## [TEXTO FORNECIDO]
^^^^

Essa polarização deixava pouco espaço para se pensar a ética como uma importante dimensão da existência humana.
Vivemos hoje um contexto bem diferente. De certa forma, as instituições que eram criticadas por seu conservadorismo e pela defesa de um moralismo rígido foram capazes de absorver parte das práticas e dos significados da crítica social daquele período, ainda que um tanto esvaziados de seu conteúdo.
Essa mudança é muito visível no que diz respeito aos costumes sexuais: o que era, então, considerado excepcional tornou-se corriqueiro e quase um padrão comportamental. É como se, de fato, aquele antigo moralismo conservador tivesse se transformado em peça de museu.
Algo semelhante ocorreu nos modos de se vestir, na música e, pelo menos em parte, na família e na religião, que tiveram de se adaptar aos novos tempos, flexibilizando – na prática, quando não no discurso – os padrões rígidos recomendados aos seus membros.
Embora certas práticas sociais inovadoras tenham ganhado terreno, e a própria idéia de “contestação” tenha conquistado ampla aceitação social, isso não representou um estado de
amoralidade ou descrédito do discurso ético. Assiste-se hoje a uma forte preocupação com a
dimensão ética da vida social em todos os campos, especialmente na interação entre
economia e política, e no exercício das funções públicas.
Curiosamente, percebe-se uma mudança na antiga polarização ideológica centrada no
moralismo, sobre a qual falamos no início deste módulo: enquanto parte do discurso e da
prática conservadora continua, como no passado, apegada firmemente à rigidez moral,
associando, como nunca, a ética com a tradição e a ordem estabelecida, outra parte tende, não
só a deixar de lado esse moralismo tradicional, mas também a assumir uma atitude cada vez
mais flexível e pragmática em relação a princípios e valores éticos.

^^^^

## [REGISTROS ARMAZENADOS]
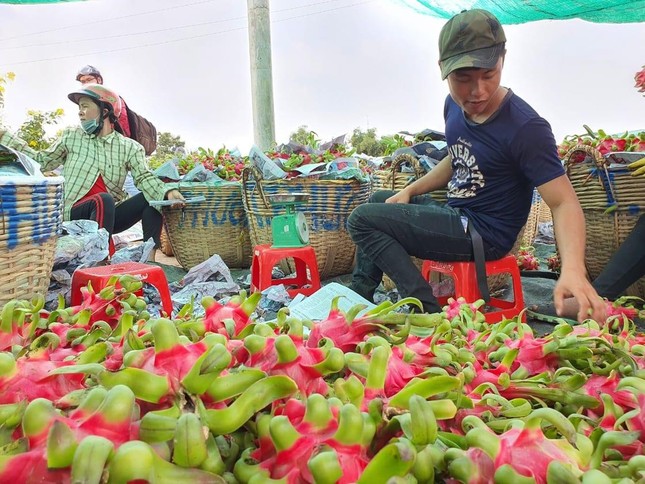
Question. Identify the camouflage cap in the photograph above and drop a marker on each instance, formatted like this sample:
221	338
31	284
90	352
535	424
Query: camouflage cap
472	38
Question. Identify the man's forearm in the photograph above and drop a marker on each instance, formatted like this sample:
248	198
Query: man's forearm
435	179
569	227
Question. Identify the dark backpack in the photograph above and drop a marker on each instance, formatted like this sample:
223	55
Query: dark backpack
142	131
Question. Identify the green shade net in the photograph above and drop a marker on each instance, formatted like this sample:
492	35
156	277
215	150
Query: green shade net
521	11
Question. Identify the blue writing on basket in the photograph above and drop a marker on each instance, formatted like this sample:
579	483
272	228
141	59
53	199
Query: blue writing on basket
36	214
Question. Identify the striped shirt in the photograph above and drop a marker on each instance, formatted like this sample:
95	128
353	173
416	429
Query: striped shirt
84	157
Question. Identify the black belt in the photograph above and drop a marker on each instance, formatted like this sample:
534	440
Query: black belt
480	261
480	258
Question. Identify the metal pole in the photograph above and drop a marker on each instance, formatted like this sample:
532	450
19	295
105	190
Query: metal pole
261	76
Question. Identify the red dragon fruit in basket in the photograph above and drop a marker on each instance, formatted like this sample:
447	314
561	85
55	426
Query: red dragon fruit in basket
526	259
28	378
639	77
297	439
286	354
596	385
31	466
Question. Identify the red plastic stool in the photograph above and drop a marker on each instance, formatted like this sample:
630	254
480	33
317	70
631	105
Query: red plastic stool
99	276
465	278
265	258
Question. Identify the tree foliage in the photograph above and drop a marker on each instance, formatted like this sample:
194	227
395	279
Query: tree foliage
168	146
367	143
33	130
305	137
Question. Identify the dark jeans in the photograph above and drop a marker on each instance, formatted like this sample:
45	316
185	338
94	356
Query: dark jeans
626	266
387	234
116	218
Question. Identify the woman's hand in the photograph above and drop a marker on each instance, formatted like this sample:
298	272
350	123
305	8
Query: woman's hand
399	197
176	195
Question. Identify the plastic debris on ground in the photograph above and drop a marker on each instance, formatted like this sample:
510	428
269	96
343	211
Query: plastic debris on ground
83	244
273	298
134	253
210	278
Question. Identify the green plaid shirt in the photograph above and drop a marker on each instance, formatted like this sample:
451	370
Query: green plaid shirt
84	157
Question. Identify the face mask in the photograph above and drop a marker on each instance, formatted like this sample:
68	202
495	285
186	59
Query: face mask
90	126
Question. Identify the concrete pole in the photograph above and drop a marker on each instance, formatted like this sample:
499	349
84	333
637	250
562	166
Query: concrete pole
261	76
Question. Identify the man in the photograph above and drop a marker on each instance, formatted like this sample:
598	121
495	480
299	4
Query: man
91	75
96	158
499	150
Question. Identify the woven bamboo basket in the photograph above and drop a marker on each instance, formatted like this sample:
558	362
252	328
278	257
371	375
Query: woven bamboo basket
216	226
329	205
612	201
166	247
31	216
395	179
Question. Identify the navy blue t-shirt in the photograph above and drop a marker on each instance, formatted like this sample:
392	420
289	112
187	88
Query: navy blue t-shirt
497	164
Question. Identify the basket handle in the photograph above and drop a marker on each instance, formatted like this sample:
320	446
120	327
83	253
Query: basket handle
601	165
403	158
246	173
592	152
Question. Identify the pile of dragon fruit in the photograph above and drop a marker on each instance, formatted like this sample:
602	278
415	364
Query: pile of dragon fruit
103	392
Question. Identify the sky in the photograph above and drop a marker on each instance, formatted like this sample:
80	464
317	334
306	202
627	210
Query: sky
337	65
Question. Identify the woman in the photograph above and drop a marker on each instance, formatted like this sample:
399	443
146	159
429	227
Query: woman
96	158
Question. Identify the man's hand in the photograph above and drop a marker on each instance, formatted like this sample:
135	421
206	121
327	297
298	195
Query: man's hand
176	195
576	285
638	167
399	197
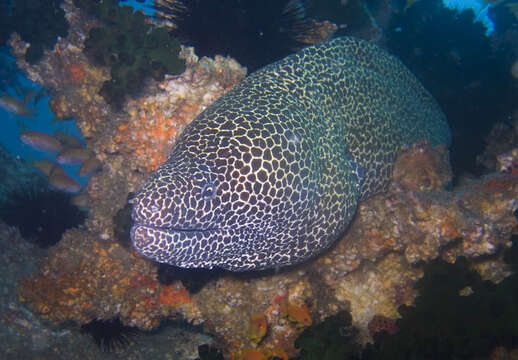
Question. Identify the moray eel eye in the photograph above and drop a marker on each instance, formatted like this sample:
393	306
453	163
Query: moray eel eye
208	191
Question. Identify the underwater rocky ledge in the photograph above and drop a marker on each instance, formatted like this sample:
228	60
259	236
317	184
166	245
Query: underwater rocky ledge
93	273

^^^^

## [TAREFAS]
- A) Segundo o texto sobre ética e moralismo, em que campos se destaca hoje a forte preocupação com a dimensão ética da vida social?
- B) Transcreva do texto sobre ética e moralismo o trecho que vai de "Essa polarização deixava" até "de seu conteúdo.", inclusive.
- C) Enumere os âmbitos que, segundo o texto sobre ética e moralismo, passaram por algo semelhante à mudança nos costumes sexuais.
As entradas não são necessárias para resolver as tarefas.

## [RESPOSTAS COMPLETAS]
- A) Especialmente na interação entre economia e política e no exercício das funções públicas.

- B)
Essa polarização deixava pouco espaço para se pensar a ética como uma importante dimensão da existência humana.
Vivemos hoje um contexto bem diferente. De certa forma, as instituições que eram criticadas por seu conservadorismo e pela defesa de um moralismo rígido foram capazes de absorver parte das práticas e dos significados da crítica social daquele período, ainda que um tanto esvaziados de seu conteúdo.

- C) Os modos de se vestir, a música, a família e a religião.